SUPPLIED DATA START
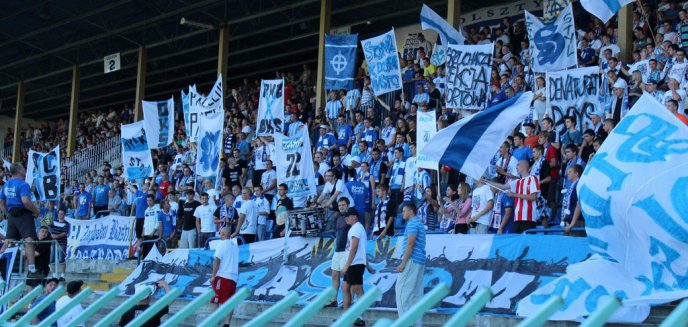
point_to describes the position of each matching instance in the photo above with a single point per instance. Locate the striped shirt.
(416, 227)
(525, 210)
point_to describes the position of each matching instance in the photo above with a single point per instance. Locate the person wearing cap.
(73, 288)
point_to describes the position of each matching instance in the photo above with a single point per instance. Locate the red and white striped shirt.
(525, 210)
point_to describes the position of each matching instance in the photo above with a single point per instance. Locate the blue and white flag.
SUPPLIED DATA END
**EXERCISE DIRECTIONS**
From the first line to the last, reproduce the records above exactly and skip the pictures.

**EXERCISE ANSWER**
point_to describes the position of each matching instance in the photo above with a single point per instance. Locate the striped shirt.
(416, 227)
(525, 210)
point_to describes the position of each matching instance in the photo above with a single point per instance. Locate the person wearing cap.
(73, 288)
point_to describes the position of each matching instance in the photo above with a single point per instance. Locate the red and white striped shirt.
(525, 210)
point_to describes the position of each matching instance in the photo above with a single point per instance. Locate the blue and white flag.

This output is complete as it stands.